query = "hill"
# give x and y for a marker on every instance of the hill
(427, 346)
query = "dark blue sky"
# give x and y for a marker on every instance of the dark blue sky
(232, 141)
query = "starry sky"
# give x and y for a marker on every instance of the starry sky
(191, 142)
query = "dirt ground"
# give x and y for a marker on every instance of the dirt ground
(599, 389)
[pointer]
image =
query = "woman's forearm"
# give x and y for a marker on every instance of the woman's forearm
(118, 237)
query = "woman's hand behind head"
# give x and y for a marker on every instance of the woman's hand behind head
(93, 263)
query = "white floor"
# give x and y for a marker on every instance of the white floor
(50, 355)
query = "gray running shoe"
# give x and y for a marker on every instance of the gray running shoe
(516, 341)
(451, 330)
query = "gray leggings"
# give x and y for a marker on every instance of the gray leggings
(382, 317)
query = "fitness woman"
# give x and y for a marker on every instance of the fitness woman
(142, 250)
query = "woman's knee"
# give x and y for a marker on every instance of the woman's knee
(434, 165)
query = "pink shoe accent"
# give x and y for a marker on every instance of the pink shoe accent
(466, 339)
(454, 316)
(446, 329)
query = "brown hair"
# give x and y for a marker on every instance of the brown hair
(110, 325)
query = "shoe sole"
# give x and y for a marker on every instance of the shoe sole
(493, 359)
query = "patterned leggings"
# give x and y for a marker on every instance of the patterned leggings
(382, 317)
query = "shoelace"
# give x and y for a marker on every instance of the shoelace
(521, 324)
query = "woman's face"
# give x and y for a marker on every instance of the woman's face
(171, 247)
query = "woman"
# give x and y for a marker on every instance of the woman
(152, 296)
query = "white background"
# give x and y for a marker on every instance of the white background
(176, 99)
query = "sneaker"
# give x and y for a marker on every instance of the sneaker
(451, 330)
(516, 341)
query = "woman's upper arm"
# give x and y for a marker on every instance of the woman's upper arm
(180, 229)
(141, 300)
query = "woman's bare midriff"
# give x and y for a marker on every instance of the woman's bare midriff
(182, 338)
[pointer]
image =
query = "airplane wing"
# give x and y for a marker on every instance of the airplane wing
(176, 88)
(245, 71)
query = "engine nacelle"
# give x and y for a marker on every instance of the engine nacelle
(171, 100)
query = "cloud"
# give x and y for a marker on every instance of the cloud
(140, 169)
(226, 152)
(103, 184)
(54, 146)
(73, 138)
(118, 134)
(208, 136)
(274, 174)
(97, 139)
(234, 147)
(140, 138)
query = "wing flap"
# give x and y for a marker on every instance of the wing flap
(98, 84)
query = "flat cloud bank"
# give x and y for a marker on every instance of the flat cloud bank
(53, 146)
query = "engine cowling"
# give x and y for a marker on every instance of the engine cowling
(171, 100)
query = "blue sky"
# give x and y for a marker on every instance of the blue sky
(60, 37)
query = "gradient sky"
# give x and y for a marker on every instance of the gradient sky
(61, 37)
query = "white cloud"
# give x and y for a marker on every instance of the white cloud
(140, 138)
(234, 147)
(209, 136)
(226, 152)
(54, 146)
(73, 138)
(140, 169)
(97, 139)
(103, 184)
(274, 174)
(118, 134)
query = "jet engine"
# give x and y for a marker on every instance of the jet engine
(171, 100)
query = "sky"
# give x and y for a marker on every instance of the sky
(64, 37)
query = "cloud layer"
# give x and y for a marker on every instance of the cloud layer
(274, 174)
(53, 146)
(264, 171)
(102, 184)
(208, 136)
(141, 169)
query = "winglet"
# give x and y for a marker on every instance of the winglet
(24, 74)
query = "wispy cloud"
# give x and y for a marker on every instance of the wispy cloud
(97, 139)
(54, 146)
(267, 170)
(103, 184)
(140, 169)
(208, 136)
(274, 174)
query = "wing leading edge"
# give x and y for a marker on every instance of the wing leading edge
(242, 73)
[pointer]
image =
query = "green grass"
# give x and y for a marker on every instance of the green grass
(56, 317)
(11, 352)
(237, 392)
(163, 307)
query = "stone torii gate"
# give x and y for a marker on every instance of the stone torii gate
□ □ □
PROBLEM TO SOLVE: Quote each line of the data above exactly as written.

FINAL RESULT:
query = "hill"
# give x and y for a marker on every instance of the hill
(427, 346)
query = "dark blue sky"
# give x and y for a marker on every instance of the dark blue sky
(232, 141)
query = "starry sky"
# give x and y for a marker on every instance of the starry sky
(191, 142)
query = "dirt ground"
# give x and y for a marker on every instance of the dirt ground
(599, 389)
[pointer]
image =
query = "woman's forearm"
# give x and y for a marker on every instance of the woman's forearm
(118, 237)
query = "woman's hand behind head"
# give x and y for a marker on every instance of the woman's hand behind head
(93, 263)
query = "white floor"
# give x and y for a marker on every instance of the white floor
(50, 355)
query = "gray running shoe"
# give x and y for a marker on every instance of the gray running shoe
(516, 341)
(451, 330)
query = "gray leggings"
# give x and y for a marker on every instance of the gray leggings
(382, 317)
query = "fitness woman"
# give x and y for a marker on every instance of the fitness woman
(142, 250)
query = "woman's knee"
# give x and y for a marker on every instance of the woman's knee
(434, 165)
query = "pink shoe accent"
# give x and y for a marker on every instance of the pink shoe accent
(466, 339)
(454, 316)
(446, 329)
query = "brown hair"
# give x and y for a marker on every instance of the brown hair
(110, 325)
query = "shoe sole"
# give x and y for a marker on every instance of the shoe sole
(493, 359)
query = "patterned leggings"
# give x and y for a marker on every instance of the patterned leggings
(382, 317)
query = "shoelace"
# give x and y for a marker on every instance of the shoelace
(521, 324)
query = "woman's face"
# give x and y for a marker on every instance of the woman's face
(171, 247)
query = "woman"
# give x and y for a marker on every instance of the woman
(152, 296)
query = "white background"
# give x and y for a marker on every instance of the white background
(176, 99)
query = "sneaker"
# give x and y for a marker on every instance of the sneaker
(451, 330)
(516, 341)
query = "woman's upper arm"
# give x and y for a marker on every instance of the woman's upper arm
(180, 229)
(141, 300)
query = "woman's bare midriff"
# give x and y for a marker on every instance of the woman's bare midriff
(182, 338)
[pointer]
image =
query = "airplane wing"
# give x and y for a marker on every instance of the airplane wing
(176, 88)
(245, 71)
query = "engine nacelle"
# give x and y for a marker on every instance of the engine nacelle
(171, 100)
query = "cloud"
# give x and y for a marker on every instance of the cloud
(140, 169)
(226, 152)
(103, 184)
(54, 146)
(73, 138)
(118, 134)
(208, 136)
(274, 174)
(97, 139)
(234, 147)
(140, 138)
query = "wing flap"
# give x and y for a marker on every instance of the wing flap
(98, 84)
query = "flat cloud bank"
# give x and y for a marker on every instance of the flat cloud bank
(53, 146)
query = "engine cowling"
# give x and y for a marker on every instance of the engine cowling
(171, 100)
query = "blue sky"
# give x and y for a marker on every instance of the blue sky
(60, 37)
query = "gradient sky"
# give x and y for a marker on every instance of the gradient sky
(61, 37)
query = "white cloud"
# give x and y for a marker on every instance of the white cloud
(140, 138)
(234, 147)
(209, 136)
(226, 152)
(54, 146)
(73, 138)
(140, 169)
(97, 139)
(103, 184)
(274, 174)
(118, 134)
query = "jet engine"
# give x and y for a marker on every instance of the jet engine
(171, 100)
query = "sky"
# give x and y for a marker on every instance of the sky
(64, 37)
query = "cloud layer"
# give x and y for a marker on every instance of the cloud layer
(274, 174)
(53, 146)
(264, 171)
(102, 184)
(208, 136)
(141, 169)
query = "winglet"
# give x and y for a marker on every instance of the winglet
(24, 74)
query = "wispy cloud"
# give x and y for a marker on every instance of the wispy cloud
(97, 139)
(54, 146)
(267, 170)
(103, 184)
(140, 169)
(208, 136)
(274, 174)
query = "wing leading edge"
# give x and y for a marker on every instance of the wing leading edge
(242, 73)
[pointer]
image =
query = "green grass"
# give x and y for a marker on every instance of the green grass
(56, 317)
(11, 352)
(237, 392)
(163, 307)
query = "stone torii gate"
# give x and y for a marker on every instance of the stone torii gate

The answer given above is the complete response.